━━ Отрывок текста

Без бури они все были обречены на медленное умирание.

Солженицын честно напишет о том диком, отчаянном состоянии умов, которое владело зэками по пути на каторгу, когда они слали на головы своих палачей громы и молнии, и, казалось, никакая кара не чрезмерна для ненавистных мучителей. Больше всего волновали пересылку сообщения из Кореи — она воспринималась как Испания Третьей мировой войны, как её 1 репетиция. Для этапников, среди которых были и фронтовики с боевыми наградами, вопрос — на чьей они стороне — даже не стоял: корейская война резко исказила параметры патриотического сознания.

За пять послевоенных лет обстановка в мире резко ухудшилась. Новый президент США Г. Трумэн взял в отношении СССР жёсткий политический курс, провозгласив доктрину «сдерживания коммунизма». Корейская война стала первым вооружённым конфликтом «холодной войны», создав модель локального столкновения, когда две сверхдержавы воюют на ограниченной территории без применения ядерного оружия. Бывшие союзники стояли по разные стороны баррикад, конфронтация между ними нарастала. 9 февраля 1950 года Сталин дал согласие на подготовку широкомасштабной операции на Корейском полуострове, одобрив намерение Северной Кореи военным путём объединиться с Югом. Немедленно возросли поставки из СССР танков, артиллерии, стрелкового оружия, боеприпасов, медикаментов, нефти. В штабе корейской армии с участием советских советников в глубокой тайне велась разработка плана операции. С рассветом 25 июня 1950 года войска Корейской Народной Армии начали наступление вглубь Республики Корея. Однако уже с первых дней войны произошла интернационализация конфликта в результате активного вмешательства в него США.

«Сталинский блицкриг там сорвался. Уже скликались добровольцы ООН... Эти солдаты ООН особенно нас воодушевляли: что за знамя! Кого оно не объединит! Прообраз будущего человечества!» — писал Солженицын в «Архипелаге», вспоминая настроения пересыльного этапа. «Так тошно нам было, что мы не могли подняться выше своей тошноты. Мы не могли так мечтать, так согласиться: пусть мы погибнем, лишь были бы целы все те, кто сейчас из благополучия равнодушно смотрит на нашу гибель». И, стремясь пусть не оправдать, но хотя бы понять тогдашнюю жажду справедливого возмездия, он восклицал: чтó, кроме мировой войны, оставили хотеть палачи тем несчастным, кому в 50-м году дали срок до середины 70-х? Какой спрос с зэка, если его, как распаренное мясо, впихивают в раскалённый воронок? Что ему возразишь, когда из чрева душегубки он кричит надзирателям: «Подождите, гады! Будет на вас Трумэн! Бросят вам атомную бомбу на голову!» (угрозы зэков имели под собой реальную почву. Так, командующий войсками генерал Макартур открыто настаивал на ядерном ударе по Китаю, несмотря на возможность ядерного конфликта с СССР).

━━━━

§ **Задания**
a - Перепишите фрагмент текста, начиная со слов «Без бури они» и заканчивая словами «параметры патриотического сознания.», подставив «заключённых» вместо «этапников».
b - Какого числа, согласно тексту, Сталин дал согласие на подготовку широкомасштабной операции на Корейском полуострове?
Следующий далее листинг взят из другого источника.

━━ Материал

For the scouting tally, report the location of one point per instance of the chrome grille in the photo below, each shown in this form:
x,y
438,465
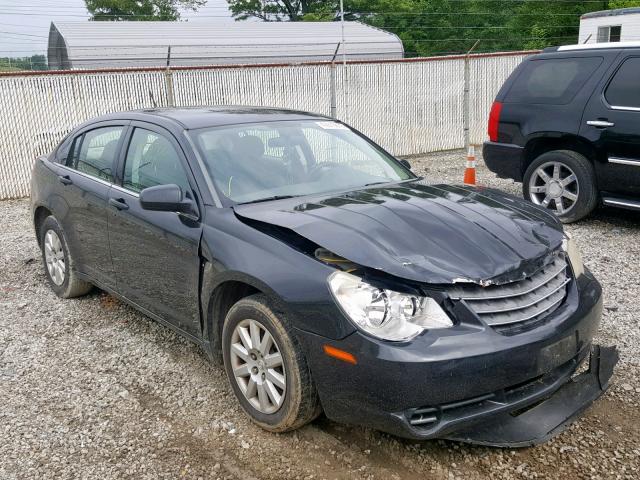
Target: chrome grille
x,y
523,302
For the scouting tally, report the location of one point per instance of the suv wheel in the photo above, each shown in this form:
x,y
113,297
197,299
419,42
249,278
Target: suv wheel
x,y
266,367
564,182
58,262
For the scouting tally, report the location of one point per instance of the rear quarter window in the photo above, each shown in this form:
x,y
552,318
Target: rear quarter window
x,y
624,89
554,81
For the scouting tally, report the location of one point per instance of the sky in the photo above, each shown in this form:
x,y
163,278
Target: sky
x,y
24,24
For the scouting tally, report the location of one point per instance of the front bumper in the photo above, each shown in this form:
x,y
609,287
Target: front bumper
x,y
470,383
503,159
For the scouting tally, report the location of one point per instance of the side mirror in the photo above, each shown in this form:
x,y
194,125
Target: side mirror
x,y
165,198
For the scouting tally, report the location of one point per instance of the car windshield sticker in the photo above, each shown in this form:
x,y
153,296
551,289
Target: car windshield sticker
x,y
332,126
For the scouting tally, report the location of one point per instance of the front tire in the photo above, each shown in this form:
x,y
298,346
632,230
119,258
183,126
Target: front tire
x,y
58,262
266,367
564,182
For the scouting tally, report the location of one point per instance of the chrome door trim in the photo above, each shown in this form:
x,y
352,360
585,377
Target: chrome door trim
x,y
600,123
86,175
626,109
624,161
124,190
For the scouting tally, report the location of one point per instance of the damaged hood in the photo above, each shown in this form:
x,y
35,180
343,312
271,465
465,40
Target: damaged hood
x,y
425,233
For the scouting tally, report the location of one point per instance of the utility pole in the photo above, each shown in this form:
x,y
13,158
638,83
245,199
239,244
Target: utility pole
x,y
345,77
467,99
168,80
332,73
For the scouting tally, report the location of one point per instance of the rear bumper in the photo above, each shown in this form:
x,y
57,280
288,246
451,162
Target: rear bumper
x,y
467,387
505,160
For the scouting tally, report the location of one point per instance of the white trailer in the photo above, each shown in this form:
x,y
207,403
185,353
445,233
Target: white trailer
x,y
94,45
621,25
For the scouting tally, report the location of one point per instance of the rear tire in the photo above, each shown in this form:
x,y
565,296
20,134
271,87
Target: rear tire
x,y
288,399
58,261
564,182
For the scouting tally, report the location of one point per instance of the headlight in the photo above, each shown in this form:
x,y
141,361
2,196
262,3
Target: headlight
x,y
571,249
384,313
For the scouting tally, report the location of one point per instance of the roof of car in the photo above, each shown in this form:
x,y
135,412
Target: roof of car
x,y
593,46
202,117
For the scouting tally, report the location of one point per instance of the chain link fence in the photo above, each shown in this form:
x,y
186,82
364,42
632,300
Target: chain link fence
x,y
409,107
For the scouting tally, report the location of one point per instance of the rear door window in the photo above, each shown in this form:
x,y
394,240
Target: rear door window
x,y
94,152
552,80
624,88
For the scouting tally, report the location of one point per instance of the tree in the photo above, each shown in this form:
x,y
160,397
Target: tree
x,y
431,27
139,9
283,10
34,62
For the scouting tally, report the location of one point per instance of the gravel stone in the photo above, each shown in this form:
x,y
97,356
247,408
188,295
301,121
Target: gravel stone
x,y
91,389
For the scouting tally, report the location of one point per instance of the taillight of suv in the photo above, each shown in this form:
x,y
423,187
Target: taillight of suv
x,y
494,121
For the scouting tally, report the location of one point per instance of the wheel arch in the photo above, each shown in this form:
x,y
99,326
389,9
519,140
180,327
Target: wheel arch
x,y
540,145
40,213
219,293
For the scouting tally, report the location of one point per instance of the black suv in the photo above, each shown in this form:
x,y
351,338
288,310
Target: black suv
x,y
566,124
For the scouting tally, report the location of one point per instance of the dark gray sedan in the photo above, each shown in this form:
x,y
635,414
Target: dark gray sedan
x,y
325,274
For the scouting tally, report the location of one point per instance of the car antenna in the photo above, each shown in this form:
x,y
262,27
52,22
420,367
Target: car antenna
x,y
153,100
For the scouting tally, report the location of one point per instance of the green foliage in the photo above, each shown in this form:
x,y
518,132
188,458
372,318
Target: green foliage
x,y
139,9
34,62
624,3
429,27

━━━━

§ **Ответы к упражнению**
a -
Без бури они все были обречены на медленное умирание.

Солженицын честно напишет о том диком, отчаянном состоянии умов, которое владело зэками по пути на каторгу, когда они слали на головы своих палачей громы и молнии, и, казалось, никакая кара не чрезмерна для ненавистных мучителей. Больше всего волновали пересылку сообщения из Кореи — она воспринималась как Испания Третьей мировой войны, как её 1 репетиция. Для заключённых, среди которых были и фронтовики с боевыми наградами, вопрос — на чьей они стороне — даже не стоял: корейская война резко исказила параметры патриотического сознания.

b - 9 февраля 1950 года.